#### Lesetext:
*****

Daher scheint es uns umso wichtiger, sie so früh wie möglich in die Überlegungen rund um die Fortführung der Geschäfte und mittel- und langfristig auch in die Vermögensweitergabe des Unternehmers oder der Unternehmerin einzubeziehen. Die Vermögensweitergabe ist für Unternehmerinnen und Unternehmer ein wichtiger Schritt, mit dem ein Lebensabschnitt zu Ende geht. Aus Sicht der NextGen, der Nachfolgegeneration eines Familienunternehmens, ergeben sich zahlreiche Fragen und Herausforderungen: Will/muss/kann ich ins Unternehmen eintreten? Welche Erwartungen werden an mich gestellt und bin ich ihnen gewachsen? „Von außen betrachtet mag die Weitergabe innerhalb der Familie einfacher erscheinen, aber sie birgt ihre ganz eigenen Schwierigkeiten. Oft ist es nicht einfach, im Familienkreis die vielen Fragen zu stellen, die eine solche Weitergabe mit sich bringt“, bestätigt Charles Sunnen, Berater für Selbstständige und Freiberufler bei der Banque de Luxembourg.

Der erste Schritt, um für die vielen Aspekte einer Weitergabe einen Konsens zu erzielen, besteht darin, sich den Raum zu geben, um die eigenen Wünsche und Zweifel zu äußern und die der anderen zur Kenntnis zu nehmen. Dabei bietet diese Kommunikation zwischen den Generationen die Gelegenheit, eine Strategie für das Unternehmen und die damit verbundenen Personen zu erstellen, die beiden Zielen gerecht wird: das Vermögen, also auch das Unternehmen, dauerhaft zu bewahren und den Familienfrieden zu erhalten. „Eine unserer wichtigsten Aufgaben sehen wir darin, die Kommunikation zwischen den Familienmitgliedern zu unterstützen, ihnen dabei zu helfen, Abstand zu gewinnen und sie um einen Tisch zu versammeln, um die Erwartungen aller beteiligten Personen zu verstehen“, erläutert Charles Sunnen. Mit dem Abitur, dem Studium oder der Berufsausbildung kommt für viele der Zeitpunkt, erste Entscheidungen zu treffen, die sie dem Familienunternehmen näher bringen oder sie davon entfernen. In diesem Alter hat die nachfolgende Generation aber oft noch keine klaren Vorstellungen mit Blick auf die eigene Zukunft oder kann sie nur schwer in Worte fassen. „Um diesen jungen Menschen einen Rahmen für einen authentischen Austausch mit Gleichgesinnten in ähnlicher Situation zu bieten, die sich oft die gleichen Fragen stellen, organisiert die Banque de Luxembourg seit über 10 Jahren sehr erfolgreiche Veranstaltungsreihen“, erzählt Anne Goedert. Die erste mit dem Titel „Sommerakademie“ bringt jährlich zwischen 15 und 20 junge Leute zwischen 18 und 25 Jahren zusammen. Die Teilnehmenden werden darin unterstützt, ihre Identität zu finden und nach ihren eigenen Vorstellungen zu handeln. Dabei liegt ein besonderer Schwerpunkt auf der Dynamik, die sich in einem Familienunternehmen entwickeln kann. „Die Beiträge aller Teilnehmenden und die Berichte von jungen und nicht mehr ganz jungen Unternehmerinnen und Unternehmern können dabei als Inspiration dienen, um auf dem eigenen Weg voranzukommen“, fügt Anne Goedert hinzu. Neben der Sommerakademie bietet die Banque de Luxembourg ein „Family Business Junior Executive Program“ für junge Menschen zwischen 25 und 35 Jahren an, die bereits im Familienunternehmen tätig sind und die vor allem darüber nachdenken, ob sie diese Rolle zurecht innehaben.

*****

#### Aufgabe 1:
Zähle alle Ausbildungsstationen auf, die der Lesetext über die Unternehmensnachfolge als Zeitpunkt für erste Entscheidungen der jungen Generation nennt.
#### Aufgabe 2:
Erkläre mit ein bis drei Sätzen anhand des Lesetextes über die Unternehmensnachfolge, weshalb die Banque de Luxembourg Veranstaltungsreihen für junge Menschen organisiert.
#### Aufgabe 3:
Führe den Lesetext über die Unternehmensnachfolge im Anschluss an seinen letzten Satz weiter.

*****

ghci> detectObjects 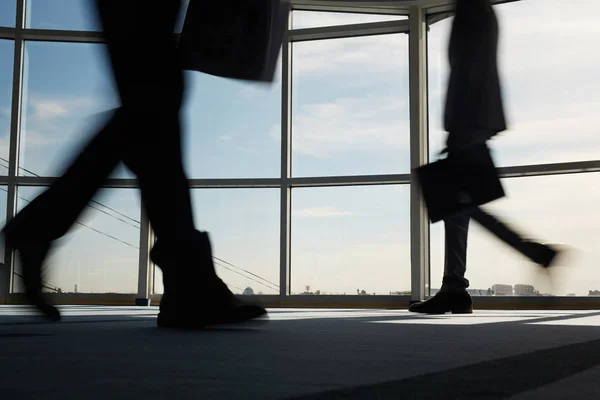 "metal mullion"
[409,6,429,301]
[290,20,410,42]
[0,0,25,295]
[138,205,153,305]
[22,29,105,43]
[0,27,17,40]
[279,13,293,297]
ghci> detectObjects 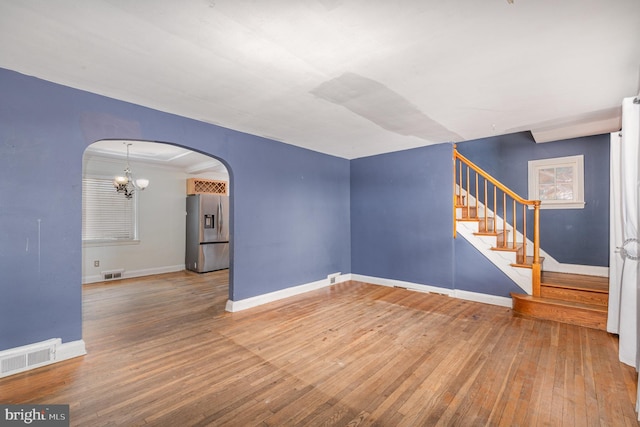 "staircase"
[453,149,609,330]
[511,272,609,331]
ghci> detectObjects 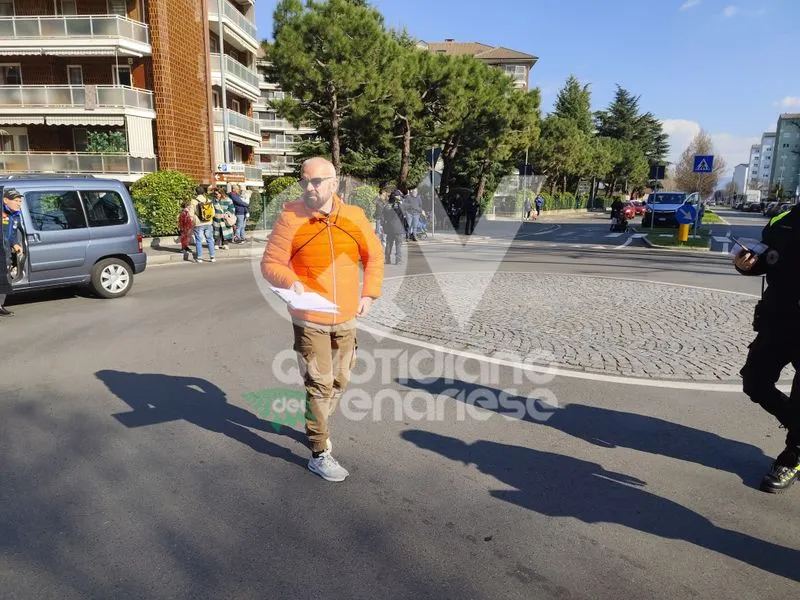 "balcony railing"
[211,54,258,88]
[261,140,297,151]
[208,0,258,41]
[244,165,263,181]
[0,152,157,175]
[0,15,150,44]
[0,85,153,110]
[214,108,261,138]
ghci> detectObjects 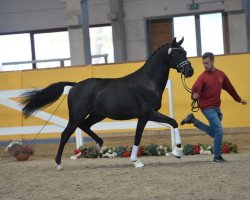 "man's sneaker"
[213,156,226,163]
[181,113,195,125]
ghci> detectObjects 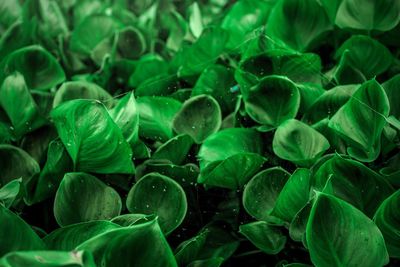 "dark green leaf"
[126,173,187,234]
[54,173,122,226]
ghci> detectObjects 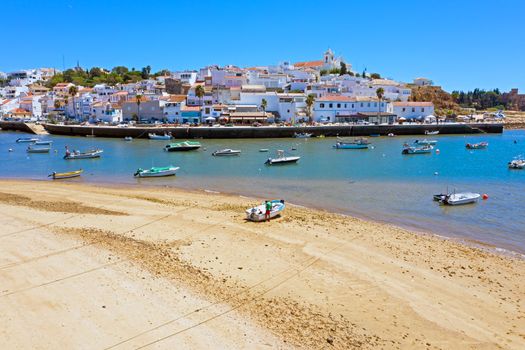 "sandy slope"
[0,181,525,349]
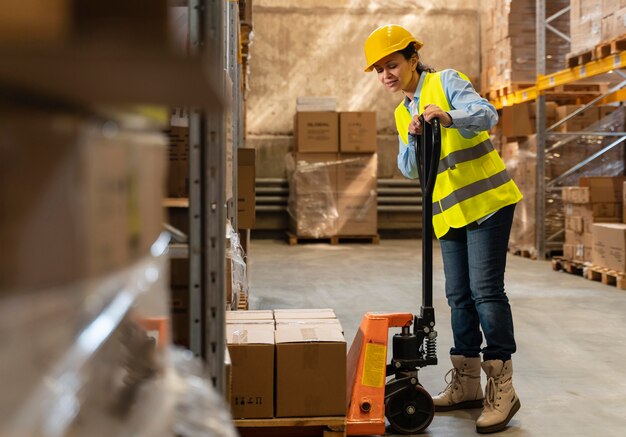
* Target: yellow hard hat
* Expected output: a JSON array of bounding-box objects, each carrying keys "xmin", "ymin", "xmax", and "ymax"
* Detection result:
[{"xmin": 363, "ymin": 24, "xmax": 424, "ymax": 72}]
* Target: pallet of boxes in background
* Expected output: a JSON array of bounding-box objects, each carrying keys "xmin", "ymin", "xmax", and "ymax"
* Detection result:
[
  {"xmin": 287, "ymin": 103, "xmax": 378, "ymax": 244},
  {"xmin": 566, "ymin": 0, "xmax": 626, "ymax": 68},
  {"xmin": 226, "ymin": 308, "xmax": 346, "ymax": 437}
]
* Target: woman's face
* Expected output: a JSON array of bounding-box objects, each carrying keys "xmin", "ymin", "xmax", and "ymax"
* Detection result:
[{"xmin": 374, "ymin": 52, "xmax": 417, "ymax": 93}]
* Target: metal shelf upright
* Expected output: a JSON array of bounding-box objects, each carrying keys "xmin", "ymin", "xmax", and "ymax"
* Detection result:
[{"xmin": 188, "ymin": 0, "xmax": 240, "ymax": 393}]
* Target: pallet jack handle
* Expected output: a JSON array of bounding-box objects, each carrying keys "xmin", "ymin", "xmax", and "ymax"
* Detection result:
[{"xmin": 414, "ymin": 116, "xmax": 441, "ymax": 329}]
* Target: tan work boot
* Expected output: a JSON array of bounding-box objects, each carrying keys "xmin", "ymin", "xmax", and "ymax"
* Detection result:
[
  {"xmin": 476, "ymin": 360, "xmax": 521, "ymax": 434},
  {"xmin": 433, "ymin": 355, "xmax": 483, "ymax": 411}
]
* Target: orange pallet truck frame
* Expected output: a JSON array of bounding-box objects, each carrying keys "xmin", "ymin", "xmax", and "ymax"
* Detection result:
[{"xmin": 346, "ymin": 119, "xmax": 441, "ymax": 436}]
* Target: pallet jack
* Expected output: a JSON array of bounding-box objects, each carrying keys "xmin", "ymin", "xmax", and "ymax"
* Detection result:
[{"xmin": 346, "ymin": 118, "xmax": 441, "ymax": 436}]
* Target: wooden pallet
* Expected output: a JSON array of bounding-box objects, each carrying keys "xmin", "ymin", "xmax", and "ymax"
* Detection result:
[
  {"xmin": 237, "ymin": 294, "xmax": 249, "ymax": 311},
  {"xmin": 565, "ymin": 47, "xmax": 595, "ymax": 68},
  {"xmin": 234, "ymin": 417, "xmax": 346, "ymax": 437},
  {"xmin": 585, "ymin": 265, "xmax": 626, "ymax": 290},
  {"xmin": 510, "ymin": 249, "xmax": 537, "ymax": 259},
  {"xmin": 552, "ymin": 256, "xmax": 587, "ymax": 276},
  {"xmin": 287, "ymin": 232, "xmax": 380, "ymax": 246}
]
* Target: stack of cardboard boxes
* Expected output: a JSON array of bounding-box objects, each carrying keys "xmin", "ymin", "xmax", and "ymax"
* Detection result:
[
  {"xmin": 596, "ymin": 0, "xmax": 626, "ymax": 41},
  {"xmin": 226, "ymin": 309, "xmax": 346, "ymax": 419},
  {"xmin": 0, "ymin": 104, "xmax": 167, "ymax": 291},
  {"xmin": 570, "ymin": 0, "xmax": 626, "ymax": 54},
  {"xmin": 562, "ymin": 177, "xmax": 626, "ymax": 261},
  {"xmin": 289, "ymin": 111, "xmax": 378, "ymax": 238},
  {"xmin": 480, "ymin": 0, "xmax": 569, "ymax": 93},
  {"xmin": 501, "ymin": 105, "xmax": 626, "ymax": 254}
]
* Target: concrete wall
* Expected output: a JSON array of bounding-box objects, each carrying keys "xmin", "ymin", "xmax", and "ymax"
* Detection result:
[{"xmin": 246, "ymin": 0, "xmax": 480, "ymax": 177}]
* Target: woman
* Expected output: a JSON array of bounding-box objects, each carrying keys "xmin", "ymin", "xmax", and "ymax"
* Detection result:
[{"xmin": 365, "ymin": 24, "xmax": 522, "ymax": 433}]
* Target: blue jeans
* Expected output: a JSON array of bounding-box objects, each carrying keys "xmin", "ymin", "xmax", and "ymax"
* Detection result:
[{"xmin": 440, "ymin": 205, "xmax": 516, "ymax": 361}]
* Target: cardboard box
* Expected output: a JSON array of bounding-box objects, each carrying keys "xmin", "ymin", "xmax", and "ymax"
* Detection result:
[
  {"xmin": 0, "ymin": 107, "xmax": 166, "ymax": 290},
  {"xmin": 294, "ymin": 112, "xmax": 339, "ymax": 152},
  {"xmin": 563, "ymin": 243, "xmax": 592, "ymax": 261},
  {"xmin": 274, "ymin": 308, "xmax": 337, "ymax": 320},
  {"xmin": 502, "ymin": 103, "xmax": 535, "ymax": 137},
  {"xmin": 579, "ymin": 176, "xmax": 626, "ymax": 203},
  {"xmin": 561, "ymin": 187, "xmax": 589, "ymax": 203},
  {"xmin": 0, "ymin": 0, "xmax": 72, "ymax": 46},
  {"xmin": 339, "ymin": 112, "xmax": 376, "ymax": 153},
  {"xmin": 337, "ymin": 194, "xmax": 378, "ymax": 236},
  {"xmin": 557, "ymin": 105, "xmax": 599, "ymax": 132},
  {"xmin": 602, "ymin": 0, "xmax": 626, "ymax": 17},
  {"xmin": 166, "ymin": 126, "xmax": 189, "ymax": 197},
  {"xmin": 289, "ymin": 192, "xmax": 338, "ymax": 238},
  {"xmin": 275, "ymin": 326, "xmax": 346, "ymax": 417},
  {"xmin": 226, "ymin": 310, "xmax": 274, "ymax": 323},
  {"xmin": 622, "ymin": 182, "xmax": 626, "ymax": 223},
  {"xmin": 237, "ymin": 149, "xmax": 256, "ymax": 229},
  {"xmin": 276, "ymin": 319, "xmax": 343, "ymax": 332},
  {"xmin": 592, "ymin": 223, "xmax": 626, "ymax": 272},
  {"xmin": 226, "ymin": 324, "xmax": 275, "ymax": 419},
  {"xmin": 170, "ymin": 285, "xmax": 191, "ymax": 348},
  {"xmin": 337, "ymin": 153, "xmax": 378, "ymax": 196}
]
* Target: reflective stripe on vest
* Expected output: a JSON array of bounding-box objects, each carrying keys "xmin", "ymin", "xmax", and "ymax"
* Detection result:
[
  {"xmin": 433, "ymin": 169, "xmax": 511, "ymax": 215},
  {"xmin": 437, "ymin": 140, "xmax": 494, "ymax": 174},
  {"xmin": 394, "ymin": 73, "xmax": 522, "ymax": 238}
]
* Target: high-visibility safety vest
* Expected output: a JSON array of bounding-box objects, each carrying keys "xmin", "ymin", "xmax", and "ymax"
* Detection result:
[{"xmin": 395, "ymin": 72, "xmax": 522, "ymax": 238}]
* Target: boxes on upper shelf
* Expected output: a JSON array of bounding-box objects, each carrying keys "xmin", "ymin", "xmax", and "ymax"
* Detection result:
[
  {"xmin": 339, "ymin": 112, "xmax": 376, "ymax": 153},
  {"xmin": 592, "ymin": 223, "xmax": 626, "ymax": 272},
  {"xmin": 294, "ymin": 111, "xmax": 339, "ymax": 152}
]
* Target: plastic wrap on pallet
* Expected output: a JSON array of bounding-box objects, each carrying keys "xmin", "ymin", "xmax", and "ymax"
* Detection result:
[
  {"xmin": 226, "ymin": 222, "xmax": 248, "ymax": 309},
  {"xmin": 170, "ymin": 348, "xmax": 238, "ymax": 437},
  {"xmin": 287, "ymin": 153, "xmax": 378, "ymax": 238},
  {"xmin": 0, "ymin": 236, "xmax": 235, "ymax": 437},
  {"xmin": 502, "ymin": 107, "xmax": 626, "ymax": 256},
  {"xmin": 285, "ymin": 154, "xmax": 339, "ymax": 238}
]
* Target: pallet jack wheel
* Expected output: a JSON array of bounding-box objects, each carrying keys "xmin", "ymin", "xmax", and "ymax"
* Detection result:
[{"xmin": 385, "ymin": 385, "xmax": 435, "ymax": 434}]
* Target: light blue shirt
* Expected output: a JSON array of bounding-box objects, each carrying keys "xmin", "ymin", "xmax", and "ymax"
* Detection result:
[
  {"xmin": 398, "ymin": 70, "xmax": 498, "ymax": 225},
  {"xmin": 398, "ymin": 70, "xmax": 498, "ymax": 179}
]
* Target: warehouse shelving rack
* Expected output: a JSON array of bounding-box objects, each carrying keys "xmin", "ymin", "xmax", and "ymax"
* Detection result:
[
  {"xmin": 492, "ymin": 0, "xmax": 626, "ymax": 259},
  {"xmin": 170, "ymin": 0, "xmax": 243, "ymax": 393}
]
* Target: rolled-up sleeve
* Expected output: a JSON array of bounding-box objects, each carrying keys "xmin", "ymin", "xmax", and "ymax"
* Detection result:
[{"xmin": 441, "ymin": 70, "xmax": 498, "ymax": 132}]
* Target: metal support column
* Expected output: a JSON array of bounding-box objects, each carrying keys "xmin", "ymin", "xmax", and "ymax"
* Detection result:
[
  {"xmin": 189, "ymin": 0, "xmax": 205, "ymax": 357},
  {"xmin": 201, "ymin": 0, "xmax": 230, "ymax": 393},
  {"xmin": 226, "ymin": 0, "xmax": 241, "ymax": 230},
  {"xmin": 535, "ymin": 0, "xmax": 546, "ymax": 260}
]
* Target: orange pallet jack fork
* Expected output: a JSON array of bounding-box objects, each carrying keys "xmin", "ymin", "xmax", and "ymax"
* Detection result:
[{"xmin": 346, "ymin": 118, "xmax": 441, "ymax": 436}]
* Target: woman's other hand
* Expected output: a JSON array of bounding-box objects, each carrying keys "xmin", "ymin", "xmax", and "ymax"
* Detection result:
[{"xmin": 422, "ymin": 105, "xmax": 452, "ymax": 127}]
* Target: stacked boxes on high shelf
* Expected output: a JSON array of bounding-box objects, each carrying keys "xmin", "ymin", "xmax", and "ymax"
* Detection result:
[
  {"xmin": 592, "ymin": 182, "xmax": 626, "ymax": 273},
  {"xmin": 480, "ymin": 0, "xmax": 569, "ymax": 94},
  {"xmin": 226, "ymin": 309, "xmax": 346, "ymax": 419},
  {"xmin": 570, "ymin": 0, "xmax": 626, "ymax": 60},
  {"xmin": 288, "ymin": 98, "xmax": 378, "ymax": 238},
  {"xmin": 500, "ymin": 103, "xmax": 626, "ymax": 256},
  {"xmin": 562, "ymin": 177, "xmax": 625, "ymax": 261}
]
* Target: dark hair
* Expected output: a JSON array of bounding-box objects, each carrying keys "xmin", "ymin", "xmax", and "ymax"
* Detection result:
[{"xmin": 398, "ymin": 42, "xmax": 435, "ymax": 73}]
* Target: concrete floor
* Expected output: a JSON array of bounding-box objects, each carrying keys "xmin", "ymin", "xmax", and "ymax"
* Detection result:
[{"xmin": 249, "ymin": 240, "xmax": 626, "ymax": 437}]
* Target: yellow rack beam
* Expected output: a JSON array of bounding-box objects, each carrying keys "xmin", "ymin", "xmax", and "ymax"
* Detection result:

*****

#### Lösung 1:
das Abitur, das Studium, die Berufsausbildung

#### Lösung 2:
Die Bank will den jungen Menschen einen Rahmen für einen authentischen Austausch mit Gleichgesinnten in ähnlicher Situation bieten. Diese stellen sich oft die gleichen Fragen, haben in ihrem Alter aber oft noch keine klaren Vorstellungen von der eigenen Zukunft oder können sie nur schwer in Worte fassen.

#### Lösung 3:
Leitlinien für die Familie festlegen

Dabei bietet es sich an, die Punkte schriftlich festzuhalten, zum Beispiel in Form einer Familiencharta. Dieses Dokument ist eine moralische Verpflichtung der Mitwirkenden und ermöglicht eine Verständigung über die Werte der Familie, die Regelungen für den Zugang zum Firmenvermögen, die verschiedenen Rollen der Familienmitglieder und die Rahmenbedingungen für dieses Thema. Die Familiencharta ist zudem ein Referenzdokument für die Leitlinien im Unternehmen und in der Familie.
In einem Unternehmen müssen naturgemäß unterschiedliche Interessen zusammengeführt werden: die des Unternehmens selbst und die seiner Eigentümer. Bei einem Familienunternehmen kommen die Interessen der Familie hinzu (s. Grafik). Ziel der Leitlinien ist ein kontinuierlicher Abgleich dieser unterschiedlichen Interessen.

Für eine Familie bieten die Leitlinien die Möglichkeit, Interessen anzusprechen und den Familienfrieden zu wahren. Sie schaffen einen Ort für informelle Gespräche zwischen den Generationen und bieten die Gelegenheit, alle Familienmitglieder unabhängig von deren Rolle im Unternehmen auf dem Laufenden zu halten. Zudem kann so die Weitergabe und auch die gemeinsame Entscheidungsfindung im Interesse des Unternehmens vorbereitet werden.

„Die genaue Ausgestaltung dieser Leitlinien ist nebensächlich. Sie müssen an das Unternehmen, die Anteilseigner und die Familie angepasst sein und es muss möglich sein, sie mit der Zeit und mit den Veränderungen, die bei allen Beteiligten auftreten, zu überarbeiten“, folgert Anne Goedert.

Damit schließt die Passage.